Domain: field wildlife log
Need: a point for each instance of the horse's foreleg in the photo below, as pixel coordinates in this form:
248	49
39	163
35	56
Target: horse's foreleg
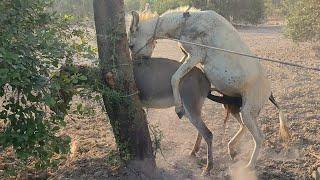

⁂

* **Problem to work on**: Can you copy the records above line for line, leaving out the pictures?

* **Exercise result**:
Domain: field wildlife log
Need: a point for each instance of the horse's foreleg in the photo below, as pixel coordinates in this form:
248	49
39	163
35	56
Target: horse's foreleg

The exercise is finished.